━━ Information given ━━

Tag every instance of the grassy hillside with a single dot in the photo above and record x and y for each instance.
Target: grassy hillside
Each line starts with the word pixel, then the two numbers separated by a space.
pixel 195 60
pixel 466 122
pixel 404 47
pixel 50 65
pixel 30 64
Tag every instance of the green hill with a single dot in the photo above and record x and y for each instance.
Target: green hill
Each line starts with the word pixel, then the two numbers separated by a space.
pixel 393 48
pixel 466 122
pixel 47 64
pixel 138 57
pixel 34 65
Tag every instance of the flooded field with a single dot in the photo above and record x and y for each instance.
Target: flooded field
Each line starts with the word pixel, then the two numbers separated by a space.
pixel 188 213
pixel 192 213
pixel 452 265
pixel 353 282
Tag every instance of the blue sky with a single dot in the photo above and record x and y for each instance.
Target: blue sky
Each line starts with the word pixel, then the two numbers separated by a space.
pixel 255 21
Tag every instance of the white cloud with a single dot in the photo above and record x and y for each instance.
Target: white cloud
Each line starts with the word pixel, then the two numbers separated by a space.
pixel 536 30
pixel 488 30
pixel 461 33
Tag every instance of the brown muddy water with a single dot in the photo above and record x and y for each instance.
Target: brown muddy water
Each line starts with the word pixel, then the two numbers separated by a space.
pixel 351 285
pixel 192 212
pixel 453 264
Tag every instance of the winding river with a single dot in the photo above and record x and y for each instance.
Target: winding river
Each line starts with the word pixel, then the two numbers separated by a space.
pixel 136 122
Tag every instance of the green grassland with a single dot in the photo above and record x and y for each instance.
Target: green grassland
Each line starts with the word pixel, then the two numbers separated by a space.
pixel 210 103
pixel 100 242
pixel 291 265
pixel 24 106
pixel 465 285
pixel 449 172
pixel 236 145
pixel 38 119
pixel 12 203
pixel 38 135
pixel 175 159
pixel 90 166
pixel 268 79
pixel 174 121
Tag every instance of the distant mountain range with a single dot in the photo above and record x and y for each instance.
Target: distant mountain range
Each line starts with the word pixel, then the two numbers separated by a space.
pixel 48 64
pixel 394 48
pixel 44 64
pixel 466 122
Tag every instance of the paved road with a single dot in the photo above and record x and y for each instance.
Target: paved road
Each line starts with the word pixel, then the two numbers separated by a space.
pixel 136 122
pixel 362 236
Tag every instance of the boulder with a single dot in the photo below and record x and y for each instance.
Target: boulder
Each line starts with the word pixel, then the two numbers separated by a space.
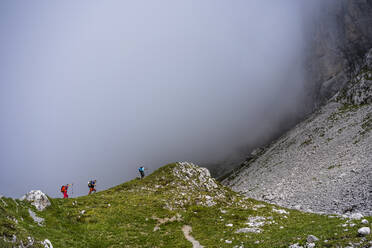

━━━

__Work instructions__
Leave the pictures out and print every record exactly.

__Exercise answer__
Tag every instance of the grassy hillside with a single dot in the photo above and record x and y for each instance.
Target: grassy hillside
Each line starts with the word pixel, then the two numbers separated by a space.
pixel 195 60
pixel 466 122
pixel 404 47
pixel 50 65
pixel 30 64
Tag every instance of the green hill with a single dot in the photo above and record x and y for each instance.
Target: green hill
Each line starts with the word pixel, then the two numbers separated by a space.
pixel 393 48
pixel 466 122
pixel 47 64
pixel 138 57
pixel 34 65
Tag every instance of the flooded field with a single dot in the photo above and record x and y for each instance.
Target: flooded field
Each line starts with the word pixel, then the two numbers separated by a space.
pixel 188 213
pixel 192 213
pixel 452 265
pixel 353 282
Tag every instance of the blue sky with a single dot in the photo above and record x and y for each instance.
Target: blue sky
Each line starts with the word pixel, then the two numbers separated by a space.
pixel 255 21
Tag every instance of the white cloud with a single dot in the photo above and record x and y for each instance.
Target: white cloud
Each line starts with the word pixel, then the two numbers separated by a space.
pixel 536 30
pixel 488 30
pixel 461 33
Tag every instance of the brown muddy water with a single dot in the photo above and record x and y for each instance.
Target: brown muddy water
Each line starts with the word pixel, then the two numbers separated by a space.
pixel 351 285
pixel 192 212
pixel 453 264
Tag every instance of the winding river with a single dot in the photo above and record x and y for each instance.
Target: winding river
Each line starts with the word pixel, then the two numbers separated by a space.
pixel 136 122
Tag every instance of the green grassland with a single dot in the photo above and record x and y for each instance.
Target: green grassland
Each line starts with the word pixel, then the two numbers separated by a space.
pixel 210 103
pixel 100 242
pixel 291 265
pixel 24 106
pixel 465 285
pixel 449 172
pixel 236 145
pixel 38 119
pixel 12 203
pixel 38 135
pixel 175 159
pixel 90 166
pixel 268 79
pixel 174 121
Tag every instance of the distant mountain range with a single dot in the photo above and record x and y for each instance.
Target: distant mountain range
Each line starts with the word pixel, then the two numbers separated by a space.
pixel 48 64
pixel 394 48
pixel 44 64
pixel 466 122
Tag every instance of the paved road with a single dot in the photo above and record x and y for each instance.
Target: paved road
Each line starts with the word pixel, then the two numbers separated by a space.
pixel 136 122
pixel 362 236
Tag every instance of the boulder with a single dot in the photo below and record x and y for each instance.
Target: boulder
Each line starts with the word pixel, then the two numbers separated by a space.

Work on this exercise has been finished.